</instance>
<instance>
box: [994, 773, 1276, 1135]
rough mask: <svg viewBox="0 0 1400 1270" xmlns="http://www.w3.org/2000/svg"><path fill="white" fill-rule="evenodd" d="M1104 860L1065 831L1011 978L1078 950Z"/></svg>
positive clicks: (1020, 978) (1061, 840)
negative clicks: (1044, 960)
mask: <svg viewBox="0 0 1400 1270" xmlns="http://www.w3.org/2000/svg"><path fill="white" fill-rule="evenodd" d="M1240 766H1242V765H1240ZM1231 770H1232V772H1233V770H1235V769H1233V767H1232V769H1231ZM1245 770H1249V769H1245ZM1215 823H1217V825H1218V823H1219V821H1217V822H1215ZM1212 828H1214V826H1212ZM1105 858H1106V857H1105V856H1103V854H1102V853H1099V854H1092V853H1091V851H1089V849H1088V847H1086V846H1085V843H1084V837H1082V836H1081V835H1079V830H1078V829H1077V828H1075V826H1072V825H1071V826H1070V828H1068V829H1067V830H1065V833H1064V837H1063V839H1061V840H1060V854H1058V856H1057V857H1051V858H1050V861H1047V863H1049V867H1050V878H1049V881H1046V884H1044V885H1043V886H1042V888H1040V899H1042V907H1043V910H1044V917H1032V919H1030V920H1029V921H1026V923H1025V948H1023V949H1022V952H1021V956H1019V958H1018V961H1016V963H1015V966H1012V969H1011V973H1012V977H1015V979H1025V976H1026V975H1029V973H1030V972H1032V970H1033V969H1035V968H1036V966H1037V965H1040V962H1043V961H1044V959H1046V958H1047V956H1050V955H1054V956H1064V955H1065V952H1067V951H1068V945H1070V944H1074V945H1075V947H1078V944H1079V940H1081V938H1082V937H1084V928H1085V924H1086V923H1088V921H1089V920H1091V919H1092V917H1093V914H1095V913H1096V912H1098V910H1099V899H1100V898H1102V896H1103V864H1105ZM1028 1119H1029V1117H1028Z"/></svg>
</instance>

#### [Work order]
Reproduce all the rows above, character for character.

#### [Result below]
</instance>
<instance>
box: [994, 773, 1276, 1135]
rough mask: <svg viewBox="0 0 1400 1270" xmlns="http://www.w3.org/2000/svg"><path fill="white" fill-rule="evenodd" d="M1104 860L1065 831L1011 978L1078 950Z"/></svg>
positive clicks: (1020, 978) (1061, 840)
negative clicks: (1044, 960)
mask: <svg viewBox="0 0 1400 1270" xmlns="http://www.w3.org/2000/svg"><path fill="white" fill-rule="evenodd" d="M1240 766H1242V765H1240ZM1231 770H1232V772H1233V770H1235V769H1233V767H1232V769H1231ZM1245 770H1249V769H1245ZM1215 823H1217V825H1218V823H1219V821H1217V822H1215ZM1212 828H1214V826H1212ZM1105 858H1106V857H1105V856H1103V854H1102V853H1099V854H1092V853H1091V851H1089V849H1088V847H1086V846H1085V843H1084V837H1082V836H1081V835H1079V830H1078V829H1077V828H1075V826H1072V825H1071V826H1070V828H1068V829H1067V830H1065V833H1064V837H1063V839H1061V840H1060V854H1058V856H1057V857H1051V858H1050V861H1047V863H1049V867H1050V878H1049V881H1046V884H1044V885H1043V886H1042V888H1040V899H1042V907H1043V910H1044V917H1032V919H1030V920H1029V921H1026V923H1025V948H1023V949H1022V952H1021V956H1019V958H1018V961H1016V963H1015V966H1012V969H1011V973H1012V977H1015V979H1025V976H1026V975H1029V973H1030V972H1032V970H1033V969H1035V968H1036V966H1037V965H1040V962H1043V961H1044V959H1046V958H1047V956H1050V955H1054V956H1064V955H1065V952H1067V951H1068V945H1070V944H1074V945H1075V947H1078V944H1079V940H1081V938H1082V937H1084V928H1085V924H1086V923H1088V921H1089V920H1091V919H1092V917H1093V914H1095V913H1096V912H1098V910H1099V899H1100V898H1102V896H1103V864H1105ZM1028 1119H1029V1117H1028Z"/></svg>
</instance>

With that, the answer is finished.